So much of this music is striking and individual that its lack of real dramatic effect is at first puzzling. The explanation probably lies in Musorgsky’s failure to vary the pace of the scene, which crawls along, more or less in the querulous vein of the opening, and mostly in slow or moderate tempo, with a single burst of allegro for Salammbô’s decision to retrieve the veil and the chorus’s brief attempt to dissuade her. The other obvious failure is Salammbô herself: ever the stately mezzo-soprano priestess, never the vulnerable, sensuous, but inexperienced girl who will later (in a scene Musorgsky did not set) succumb to Mathô in his tent, not entirely in the calculating spirit of Judith. The treatment of Mathô himself, in the prison scene, is superficially more ambitious. Musorgsky gives him a long monologue which amounts to a summary of all the events in the novel that he had presumably by this time (November 1864) despaired of ever including in a stageable opera. Once again the writing is highly unconventional and individual, and once again it fails to catch fire. Mathô, like Ruslan, is a rather ponderous bass, far from the image of the dashing commander who, with the stolen veil in his hands, risks capture for the look in Salammbô’s eyes and the touch of her sweet lips. Worse, we know nothing about his mind, because his actions, like Salammbô’s, have no context. He remains a wooden statue in a dungeon, like Florestan without the advantage of Beethoven. Musorgsky could perhaps have remedied this by composing the necessary earlier scenes, better still by composing them first. In fact he never composed them at all.
By the end of 1864 he must have realized Salammbô was going nowhere. He wrote only one more scene—another set piece—a chorus of priestesses before Salammbô’s death from grief at the sight of Mathô’s horrible torture and death: another invention of his. That was in February 1866; soon afterward he revised and orchestrated the “War Song,” and he also at some point orchestrated the Balearic song and the prison scene. After that, the work went into a drawer, to be plundered as necessary for future scores. Occasionally he would play excerpts at Balakirev’s or Cui’s evenings. “These fragments,” Rimsky-Korsakov tells us, “prompted on the one hand the highest approval for the beauty of their themes and ideas, on the other hand the most severe reproof for disorderliness and muddle.”6 But Musorgsky must long have known that Salammbô was a wrong direction for him; that, as he told Nikolay Kompaneysky, “there is enough of the East in Judith. Art is no game. Time is valuable.”7 He had in fact already begun to explore a landscape much nearer home.

◆ Supplied entries:
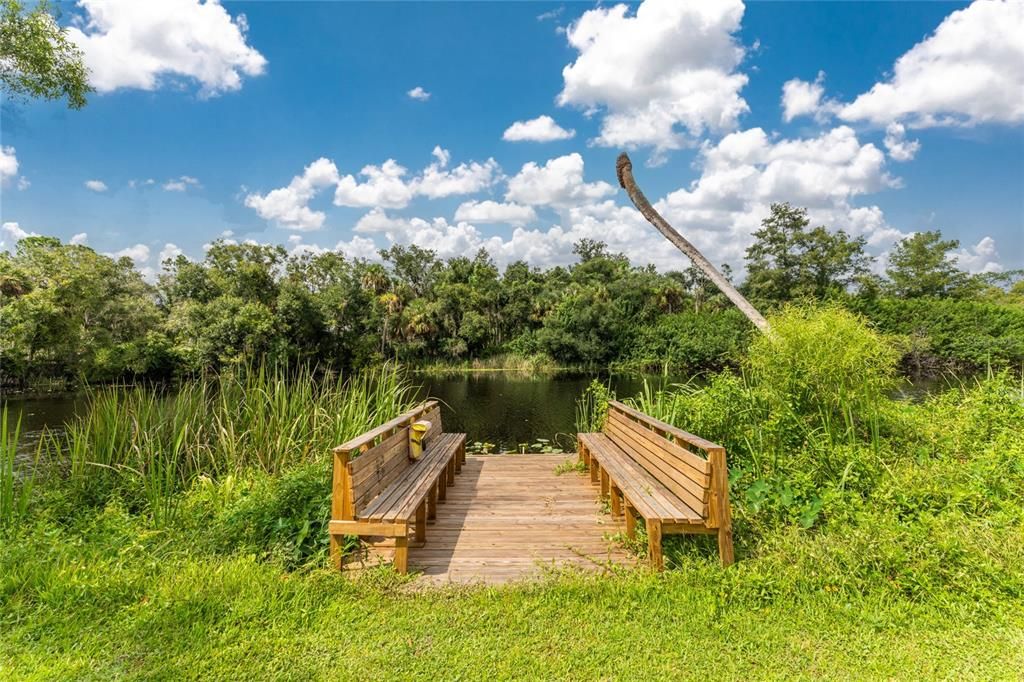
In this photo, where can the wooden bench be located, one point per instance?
(650, 468)
(378, 491)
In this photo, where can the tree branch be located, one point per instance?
(624, 169)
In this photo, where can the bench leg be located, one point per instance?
(654, 544)
(401, 555)
(631, 521)
(421, 522)
(725, 546)
(336, 558)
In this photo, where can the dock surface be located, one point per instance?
(511, 517)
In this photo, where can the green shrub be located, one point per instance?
(951, 333)
(691, 341)
(837, 485)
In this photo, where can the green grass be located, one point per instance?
(876, 539)
(101, 600)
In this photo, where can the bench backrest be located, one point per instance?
(668, 454)
(368, 464)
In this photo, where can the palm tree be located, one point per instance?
(624, 168)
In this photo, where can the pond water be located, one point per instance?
(505, 409)
(511, 409)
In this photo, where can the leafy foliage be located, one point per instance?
(74, 314)
(37, 58)
(788, 261)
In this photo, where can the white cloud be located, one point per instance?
(671, 65)
(541, 129)
(559, 183)
(11, 233)
(970, 71)
(745, 172)
(740, 177)
(8, 164)
(131, 44)
(384, 186)
(982, 257)
(289, 206)
(138, 253)
(358, 247)
(169, 252)
(803, 98)
(491, 211)
(180, 183)
(436, 181)
(441, 155)
(899, 147)
(419, 93)
(379, 186)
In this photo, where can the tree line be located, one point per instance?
(72, 313)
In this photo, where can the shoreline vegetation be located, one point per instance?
(185, 536)
(74, 316)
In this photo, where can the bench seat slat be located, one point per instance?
(682, 480)
(398, 502)
(446, 451)
(363, 462)
(669, 429)
(403, 419)
(650, 498)
(699, 465)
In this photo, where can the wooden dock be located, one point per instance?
(512, 517)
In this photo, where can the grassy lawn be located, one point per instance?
(876, 539)
(113, 604)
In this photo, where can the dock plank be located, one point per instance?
(510, 517)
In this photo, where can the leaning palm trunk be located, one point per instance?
(624, 168)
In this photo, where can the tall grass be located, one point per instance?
(151, 443)
(15, 491)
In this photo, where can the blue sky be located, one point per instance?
(204, 111)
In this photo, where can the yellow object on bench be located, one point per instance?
(416, 435)
(379, 491)
(650, 468)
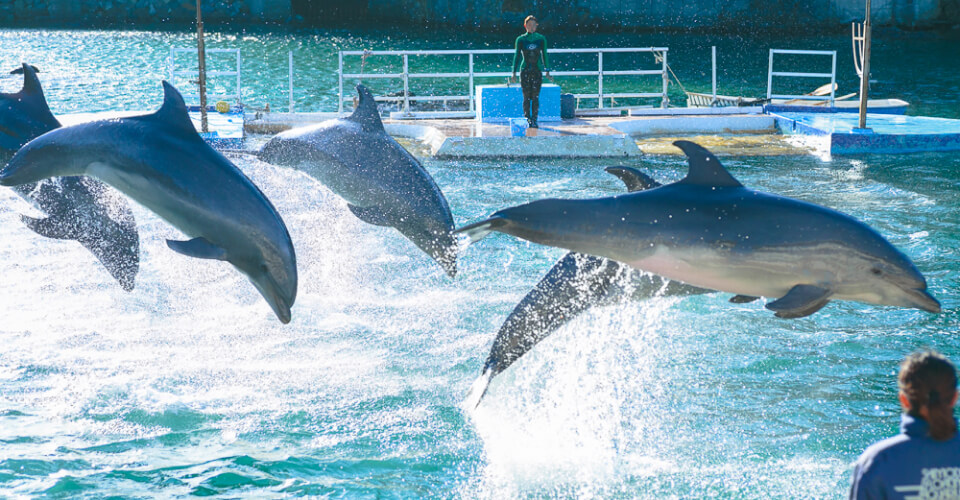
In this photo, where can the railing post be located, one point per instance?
(713, 51)
(472, 104)
(239, 91)
(600, 79)
(833, 79)
(406, 85)
(665, 102)
(770, 76)
(291, 80)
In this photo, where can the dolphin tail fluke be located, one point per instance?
(479, 230)
(50, 228)
(478, 390)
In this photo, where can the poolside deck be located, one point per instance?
(584, 136)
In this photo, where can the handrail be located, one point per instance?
(832, 75)
(471, 75)
(194, 73)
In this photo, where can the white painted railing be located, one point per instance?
(832, 75)
(194, 74)
(470, 75)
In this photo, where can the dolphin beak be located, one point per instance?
(921, 299)
(271, 293)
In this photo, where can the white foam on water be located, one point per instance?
(568, 413)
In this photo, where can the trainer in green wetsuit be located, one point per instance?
(530, 51)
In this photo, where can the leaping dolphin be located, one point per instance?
(77, 208)
(576, 283)
(708, 230)
(381, 181)
(160, 161)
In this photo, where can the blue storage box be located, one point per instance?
(500, 103)
(518, 127)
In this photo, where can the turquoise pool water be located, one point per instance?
(189, 386)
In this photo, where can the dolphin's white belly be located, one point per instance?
(766, 274)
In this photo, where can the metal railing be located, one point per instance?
(194, 74)
(832, 75)
(470, 75)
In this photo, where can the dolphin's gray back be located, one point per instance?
(180, 178)
(363, 167)
(80, 209)
(625, 227)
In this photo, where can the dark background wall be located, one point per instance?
(490, 14)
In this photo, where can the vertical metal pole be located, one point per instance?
(472, 104)
(291, 79)
(865, 75)
(340, 94)
(713, 51)
(833, 79)
(202, 58)
(406, 85)
(239, 89)
(770, 76)
(600, 79)
(665, 102)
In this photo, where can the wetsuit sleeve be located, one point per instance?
(516, 54)
(865, 485)
(546, 63)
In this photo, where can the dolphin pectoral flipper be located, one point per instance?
(800, 301)
(371, 215)
(479, 230)
(199, 248)
(51, 227)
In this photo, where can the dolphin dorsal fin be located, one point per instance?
(173, 112)
(705, 169)
(634, 179)
(367, 114)
(31, 84)
(31, 94)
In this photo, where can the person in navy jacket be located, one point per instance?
(924, 460)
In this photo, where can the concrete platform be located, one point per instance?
(889, 133)
(582, 137)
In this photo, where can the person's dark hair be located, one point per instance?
(928, 379)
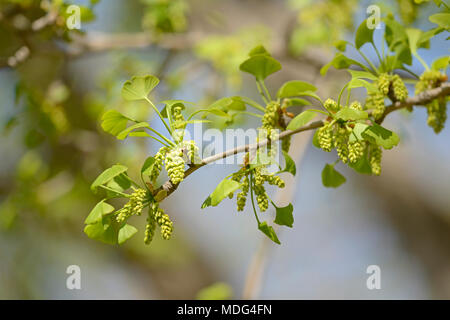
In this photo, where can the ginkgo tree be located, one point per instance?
(353, 128)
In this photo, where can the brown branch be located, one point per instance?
(419, 100)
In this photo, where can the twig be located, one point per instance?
(419, 100)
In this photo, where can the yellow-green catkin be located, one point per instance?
(157, 166)
(355, 150)
(399, 88)
(163, 220)
(150, 228)
(271, 116)
(436, 109)
(437, 114)
(325, 137)
(341, 141)
(331, 105)
(286, 144)
(375, 160)
(175, 165)
(178, 119)
(261, 196)
(274, 180)
(134, 205)
(192, 154)
(356, 105)
(375, 101)
(241, 197)
(383, 83)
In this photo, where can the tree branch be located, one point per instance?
(419, 100)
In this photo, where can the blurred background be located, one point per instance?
(56, 83)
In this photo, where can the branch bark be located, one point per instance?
(419, 100)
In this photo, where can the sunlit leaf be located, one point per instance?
(381, 136)
(332, 178)
(351, 114)
(294, 88)
(301, 120)
(260, 65)
(102, 208)
(139, 87)
(223, 189)
(125, 233)
(269, 232)
(108, 175)
(340, 61)
(114, 122)
(284, 216)
(364, 35)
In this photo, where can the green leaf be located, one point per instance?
(301, 120)
(424, 41)
(123, 134)
(341, 45)
(262, 158)
(332, 178)
(290, 164)
(394, 32)
(363, 35)
(269, 232)
(316, 139)
(206, 203)
(119, 183)
(441, 19)
(114, 122)
(126, 232)
(441, 63)
(340, 61)
(413, 38)
(147, 167)
(294, 88)
(297, 102)
(102, 231)
(170, 104)
(101, 209)
(358, 83)
(284, 215)
(403, 53)
(229, 103)
(362, 165)
(357, 132)
(216, 291)
(260, 65)
(381, 136)
(351, 114)
(357, 74)
(311, 94)
(139, 87)
(108, 175)
(223, 189)
(258, 50)
(218, 112)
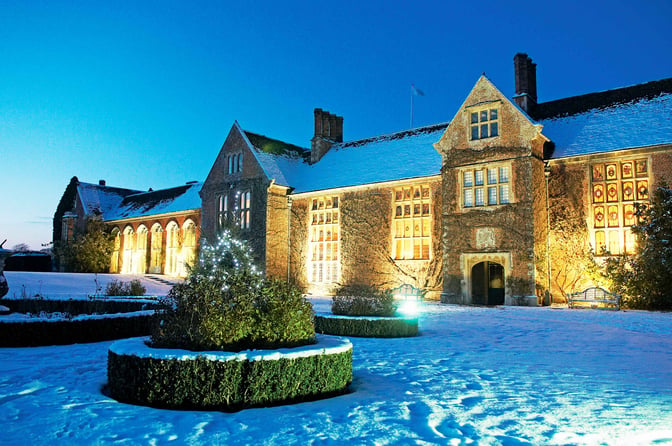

◆ Written request A:
Translate this sentence from the discussion of Musorgsky's Salammbô into French: "After that, the work went into a drawer, to be plundered as necessary for future scores."
◆ Written request B:
Carry the discussion of Musorgsky's Salammbô on from its last sentence by writing the paragraph that would come next.

◆ Answer A:
Après cela, l'œuvre fut rangée dans un tiroir, pour y être pillée au besoin pour de futures partitions.

◆ Answer B:
During the previous winter, Balakirev had composed a Second Overture on Russian Themes, basing himself this time mainly on tunes from his own as yet unpublished collection of Russian National Songs (there are three tunes from the collection; a fourth appears to be original). This is a more sophisticated piece than its predecessor, though it suffers, like most quasi-symphonic treatments of folk tunes, from the too obvious boundary between the actual melodies and the working to which they are subjected. Above all, it goes beyond the simple repetitive design of Glinka’s Kamarinskaya or Balakirev’s own first overture. It was performed almost immediately, in a Free Music School concert on 6 April 1864, conducted by Balakirev himself, and again four weeks later in an RMS concert under Rubinstein, and Musorgsky must surely have attended both. In any case, he will certainly have been aware of Balakirev’s collection and probably knew some of the arrangements. In setting them for voice and piano, Balakirev had gone out of his way to respect the tunes’ modal character, keeping the accompaniments mostly spare and unobtrusive, rather than dressing them up as richly textured and harmonized salon romances. He had also paid attention to their occasionally freewheeling metric and decorative patterns, and avoided routinely cramming them into rigid three- or four-beat bars and four-bar phrases. The general effect is to bring out certain peculiarities of the folk style that tended to get smoothed out in conventional arrangements: peculiarities of melody and rhythm (like those of ecclesiastical chant) which didn’t fit in with standard academic procedures.
Perhaps it was in response to such
things, as well as to the overture itself, that Musorgsky composed his song “Kalistratushka” that May, and labelled it “Étude in folk style” (“Etyud v narodnom stile”). The song is a setting of a pseudo-folk poem by Nekrasov about a young man who fulfills his mother’s prediction of a happy life while his wife slaves away and dresses in rags. As a genuine folk song, this kind of story would have been told to one short tune with many verses (there are several of the kind in the Balakirev collection). Musorgsky treats it artily by varying the melody and tone to fit the changing moods, rather as if the singer were telling the story by way of a chain of related melodies.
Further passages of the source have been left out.